> [Task brief]
Convert the listing below into a JSON list of strings, one string per line, skipping blank lines. Leave the pictures out of the answer.

+===+

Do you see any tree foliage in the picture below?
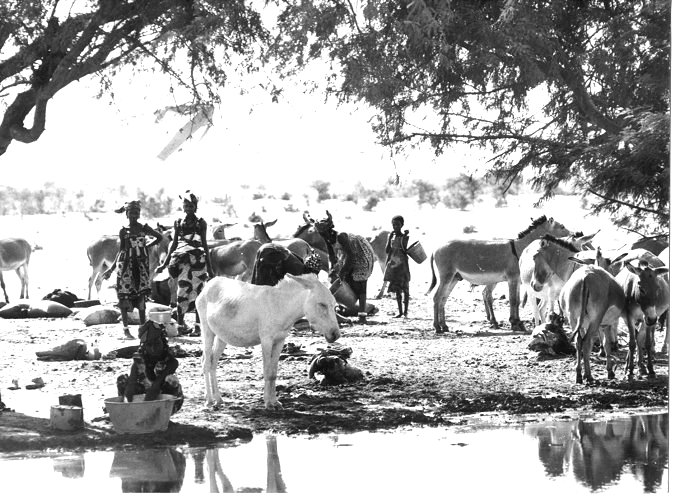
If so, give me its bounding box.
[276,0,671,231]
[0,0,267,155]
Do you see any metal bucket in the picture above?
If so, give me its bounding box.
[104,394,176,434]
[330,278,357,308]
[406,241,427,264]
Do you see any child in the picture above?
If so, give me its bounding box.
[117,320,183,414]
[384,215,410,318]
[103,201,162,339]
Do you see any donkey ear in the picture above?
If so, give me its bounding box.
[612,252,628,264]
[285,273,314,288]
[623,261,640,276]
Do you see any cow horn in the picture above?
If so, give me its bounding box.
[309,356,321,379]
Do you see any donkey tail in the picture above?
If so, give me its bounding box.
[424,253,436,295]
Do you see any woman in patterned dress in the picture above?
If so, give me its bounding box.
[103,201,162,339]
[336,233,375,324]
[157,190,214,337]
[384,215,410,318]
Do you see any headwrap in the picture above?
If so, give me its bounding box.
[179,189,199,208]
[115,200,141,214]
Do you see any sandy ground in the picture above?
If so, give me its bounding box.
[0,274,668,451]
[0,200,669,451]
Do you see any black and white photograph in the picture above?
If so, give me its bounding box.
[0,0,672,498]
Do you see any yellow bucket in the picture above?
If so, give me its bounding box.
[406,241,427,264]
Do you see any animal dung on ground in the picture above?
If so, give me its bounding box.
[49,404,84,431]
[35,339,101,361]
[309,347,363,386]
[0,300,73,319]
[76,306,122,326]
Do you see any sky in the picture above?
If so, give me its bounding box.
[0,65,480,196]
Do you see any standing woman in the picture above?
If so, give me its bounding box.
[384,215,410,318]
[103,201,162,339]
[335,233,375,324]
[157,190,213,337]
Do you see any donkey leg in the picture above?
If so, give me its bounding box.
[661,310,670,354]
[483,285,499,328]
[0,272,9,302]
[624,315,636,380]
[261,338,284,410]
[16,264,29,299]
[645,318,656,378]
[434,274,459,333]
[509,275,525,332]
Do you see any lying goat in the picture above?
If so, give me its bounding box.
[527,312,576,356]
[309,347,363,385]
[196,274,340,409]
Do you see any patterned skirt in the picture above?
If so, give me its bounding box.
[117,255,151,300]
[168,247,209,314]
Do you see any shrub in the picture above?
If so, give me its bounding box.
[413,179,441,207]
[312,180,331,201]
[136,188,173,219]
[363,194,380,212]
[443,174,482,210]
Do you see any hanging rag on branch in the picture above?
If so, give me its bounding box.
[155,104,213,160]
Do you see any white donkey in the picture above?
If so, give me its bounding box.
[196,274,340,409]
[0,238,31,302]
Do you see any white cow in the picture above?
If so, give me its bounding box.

+===+

> [Task output]
[
  "Do you see any tree foliage in the picture below?",
  "If so, give me its bounding box.",
  "[276,0,671,231]",
  "[0,0,267,155]",
  "Do you see any metal bucket in the picture above?",
  "If so, give me its bounding box.",
  "[104,394,176,434]",
  "[330,278,357,308]",
  "[406,241,427,264]",
  "Do you see any child in the picture above?",
  "If so, give me its bounding box.",
  "[117,320,183,414]",
  "[384,215,410,318]",
  "[103,201,162,339]",
  "Do you see any donkey ear in the picture above?",
  "If so, give me its bounding box.",
  "[612,252,628,264]",
  "[285,273,314,288]",
  "[623,261,640,276]",
  "Do you see any cow horn in the picture above?",
  "If so, give me its bounding box.",
  "[309,356,321,379]",
  "Do you see any donkey tail in the picture above?",
  "If so, give me its bounding box.",
  "[424,253,436,295]",
  "Do you see any woman in patterned dress in the picture above?",
  "If so, give me its bounding box.",
  "[103,201,162,339]",
  "[336,233,375,324]",
  "[157,190,214,337]",
  "[384,215,410,318]",
  "Do you see any headwrap in the picture above?",
  "If so, give me its bounding box.",
  "[179,189,199,208]",
  "[115,200,141,214]",
  "Do you see any sandy ground in the picture above?",
  "If so, give me its bounding box.",
  "[0,274,668,451]",
  "[0,200,669,451]",
  "Do you see any black and white photograph in the picture above?",
  "If so, give me its bounding box.",
  "[0,0,672,498]",
  "Do you see any yellow bucket in the picture above?",
  "If so, give me its bounding box.",
  "[406,241,427,264]",
  "Do you see any animal dung on ground in the picture above?",
  "If so, give me its bounding box.",
  "[49,404,84,431]",
  "[35,339,101,361]",
  "[309,347,363,386]",
  "[0,300,73,319]",
  "[76,306,122,326]",
  "Do you see any sky in the picture above?",
  "If so, give me its bounding box.",
  "[0,65,480,196]",
  "Do you see any standing woman in the picture above?",
  "If so, give me its bounding box.",
  "[384,215,410,318]",
  "[103,201,162,339]",
  "[335,233,375,324]",
  "[157,190,213,337]",
  "Do you see any donkey leg in the picture above?",
  "If so, give me its bounding box.",
  "[661,310,670,354]",
  "[483,285,499,328]",
  "[0,272,9,302]",
  "[624,315,636,380]",
  "[261,338,284,410]",
  "[16,264,29,299]",
  "[645,318,656,378]",
  "[434,274,459,333]",
  "[509,275,525,332]",
  "Do you see any lying goat in the picture above?",
  "If so, give me its bounding box.",
  "[527,312,576,356]",
  "[309,347,363,385]",
  "[196,274,340,409]",
  "Do you see any patterned skirt in the picture above?",
  "If so, give me its bounding box.",
  "[117,255,151,300]",
  "[168,247,209,314]",
  "Do you see any shrub in the picture above?",
  "If so, give me its bounding box.",
  "[413,179,441,207]",
  "[312,180,331,201]",
  "[136,188,173,219]",
  "[363,194,380,212]",
  "[443,174,482,210]",
  "Do you see any hanging rag on branch in the picture above?",
  "If so, give me its bounding box.",
  "[155,104,213,160]",
  "Do you see any white donkey in the picture above?",
  "If so, give me its bounding box.",
  "[196,274,340,409]",
  "[0,238,31,302]",
  "Do you see any white cow in the picture above?",
  "If so, give me its bounding box."
]